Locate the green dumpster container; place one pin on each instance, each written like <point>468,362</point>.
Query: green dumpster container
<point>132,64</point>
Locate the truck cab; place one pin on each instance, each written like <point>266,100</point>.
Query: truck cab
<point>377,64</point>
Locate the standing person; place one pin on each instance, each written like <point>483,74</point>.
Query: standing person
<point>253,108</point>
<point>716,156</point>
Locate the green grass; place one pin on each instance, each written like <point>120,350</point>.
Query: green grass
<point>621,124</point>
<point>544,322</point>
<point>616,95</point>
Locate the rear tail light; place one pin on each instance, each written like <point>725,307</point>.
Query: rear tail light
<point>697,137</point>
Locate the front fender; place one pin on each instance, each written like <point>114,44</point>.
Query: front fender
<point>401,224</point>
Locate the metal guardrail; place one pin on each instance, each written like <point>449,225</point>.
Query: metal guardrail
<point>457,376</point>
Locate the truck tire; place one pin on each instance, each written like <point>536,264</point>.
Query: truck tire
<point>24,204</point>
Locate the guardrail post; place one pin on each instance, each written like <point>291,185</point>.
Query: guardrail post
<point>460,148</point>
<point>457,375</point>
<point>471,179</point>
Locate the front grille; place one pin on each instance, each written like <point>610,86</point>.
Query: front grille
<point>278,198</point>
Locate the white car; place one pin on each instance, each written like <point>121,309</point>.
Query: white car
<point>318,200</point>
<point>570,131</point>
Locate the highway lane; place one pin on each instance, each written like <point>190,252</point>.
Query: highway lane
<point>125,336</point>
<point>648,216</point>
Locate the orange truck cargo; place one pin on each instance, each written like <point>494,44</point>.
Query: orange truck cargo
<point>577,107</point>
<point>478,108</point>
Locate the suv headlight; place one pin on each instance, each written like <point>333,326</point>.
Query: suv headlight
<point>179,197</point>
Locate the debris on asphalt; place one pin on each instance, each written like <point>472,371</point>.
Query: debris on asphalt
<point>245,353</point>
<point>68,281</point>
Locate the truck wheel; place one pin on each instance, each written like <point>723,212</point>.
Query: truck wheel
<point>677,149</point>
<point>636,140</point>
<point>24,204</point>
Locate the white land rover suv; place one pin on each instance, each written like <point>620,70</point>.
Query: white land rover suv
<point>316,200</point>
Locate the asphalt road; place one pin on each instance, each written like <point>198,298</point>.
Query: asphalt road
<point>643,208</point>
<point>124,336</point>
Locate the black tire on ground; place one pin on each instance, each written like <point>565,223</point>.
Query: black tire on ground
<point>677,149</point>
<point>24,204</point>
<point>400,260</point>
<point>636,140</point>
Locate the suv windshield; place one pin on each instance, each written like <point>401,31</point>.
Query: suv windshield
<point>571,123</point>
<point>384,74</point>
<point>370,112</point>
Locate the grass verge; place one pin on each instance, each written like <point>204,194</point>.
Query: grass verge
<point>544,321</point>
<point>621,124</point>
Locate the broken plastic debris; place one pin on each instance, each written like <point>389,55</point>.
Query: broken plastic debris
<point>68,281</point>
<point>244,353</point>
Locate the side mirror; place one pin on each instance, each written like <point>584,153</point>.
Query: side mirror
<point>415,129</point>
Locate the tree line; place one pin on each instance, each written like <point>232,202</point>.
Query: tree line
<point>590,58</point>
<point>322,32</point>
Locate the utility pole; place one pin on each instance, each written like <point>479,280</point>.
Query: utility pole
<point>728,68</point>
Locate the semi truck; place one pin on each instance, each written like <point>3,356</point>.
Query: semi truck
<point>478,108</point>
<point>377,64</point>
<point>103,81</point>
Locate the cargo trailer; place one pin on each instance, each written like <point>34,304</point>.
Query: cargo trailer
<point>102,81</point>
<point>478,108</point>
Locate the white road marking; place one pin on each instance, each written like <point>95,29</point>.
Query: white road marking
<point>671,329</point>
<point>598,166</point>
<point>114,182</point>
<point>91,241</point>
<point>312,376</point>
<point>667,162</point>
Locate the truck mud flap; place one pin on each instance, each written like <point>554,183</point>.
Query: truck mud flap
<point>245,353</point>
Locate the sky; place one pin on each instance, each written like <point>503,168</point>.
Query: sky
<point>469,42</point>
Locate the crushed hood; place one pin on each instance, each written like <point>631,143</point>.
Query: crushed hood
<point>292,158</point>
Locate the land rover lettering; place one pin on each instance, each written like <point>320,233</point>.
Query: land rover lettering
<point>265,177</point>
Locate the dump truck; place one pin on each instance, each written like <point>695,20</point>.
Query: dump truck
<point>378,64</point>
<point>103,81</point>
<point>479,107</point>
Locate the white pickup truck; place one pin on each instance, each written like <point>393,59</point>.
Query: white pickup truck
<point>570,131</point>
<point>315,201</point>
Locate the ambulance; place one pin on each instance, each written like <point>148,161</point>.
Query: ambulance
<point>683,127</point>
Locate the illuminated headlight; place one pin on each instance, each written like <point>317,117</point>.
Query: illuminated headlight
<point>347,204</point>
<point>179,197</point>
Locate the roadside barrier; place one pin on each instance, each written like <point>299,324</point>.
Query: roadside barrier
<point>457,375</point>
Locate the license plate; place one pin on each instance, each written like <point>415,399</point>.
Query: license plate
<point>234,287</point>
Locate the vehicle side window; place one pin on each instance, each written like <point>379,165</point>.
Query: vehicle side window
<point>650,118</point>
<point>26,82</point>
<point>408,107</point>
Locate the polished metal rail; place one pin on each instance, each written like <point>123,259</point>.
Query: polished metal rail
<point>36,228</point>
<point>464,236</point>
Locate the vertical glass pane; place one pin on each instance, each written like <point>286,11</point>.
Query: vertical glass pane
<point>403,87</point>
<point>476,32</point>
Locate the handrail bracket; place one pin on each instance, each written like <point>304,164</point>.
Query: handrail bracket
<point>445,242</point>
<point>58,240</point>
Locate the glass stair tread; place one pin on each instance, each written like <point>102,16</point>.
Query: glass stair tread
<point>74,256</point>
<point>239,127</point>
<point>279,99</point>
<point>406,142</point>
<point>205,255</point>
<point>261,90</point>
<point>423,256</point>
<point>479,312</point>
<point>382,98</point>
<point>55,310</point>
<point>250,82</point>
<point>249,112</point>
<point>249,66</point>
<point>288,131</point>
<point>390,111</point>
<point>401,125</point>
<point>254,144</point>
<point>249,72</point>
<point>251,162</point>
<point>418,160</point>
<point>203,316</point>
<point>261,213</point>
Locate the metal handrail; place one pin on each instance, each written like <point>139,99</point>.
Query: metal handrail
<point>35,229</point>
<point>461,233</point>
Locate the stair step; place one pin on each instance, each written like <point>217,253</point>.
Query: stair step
━━━━━━━━━━━━━━━━
TO DO: Would you copy out every line in the records that includes the string "step"?

REPLY TO THE TASK:
Locate the stair step; place one pin on each instance, each written like <point>217,253</point>.
Query: stair step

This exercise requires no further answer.